▶ [What is being asked]: The listing below should be written out word for word, with its pictures removed.

▶ [Data supplied]:
**********
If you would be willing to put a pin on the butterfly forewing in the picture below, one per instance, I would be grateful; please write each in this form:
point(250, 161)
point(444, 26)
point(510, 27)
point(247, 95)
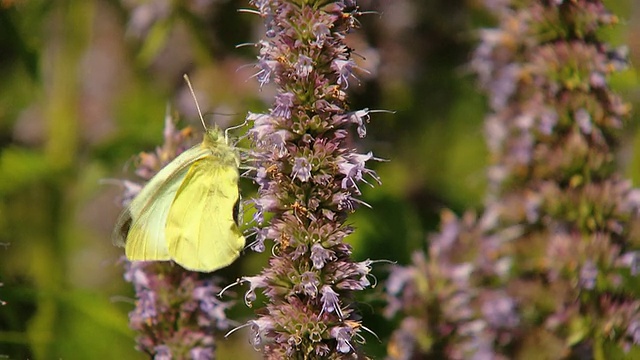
**********
▶ [Result below]:
If you would be willing to put a pin on the butterfly forewing in the picture below, one per instance, I would be grateful; please write each in this form:
point(250, 161)
point(444, 26)
point(510, 27)
point(247, 95)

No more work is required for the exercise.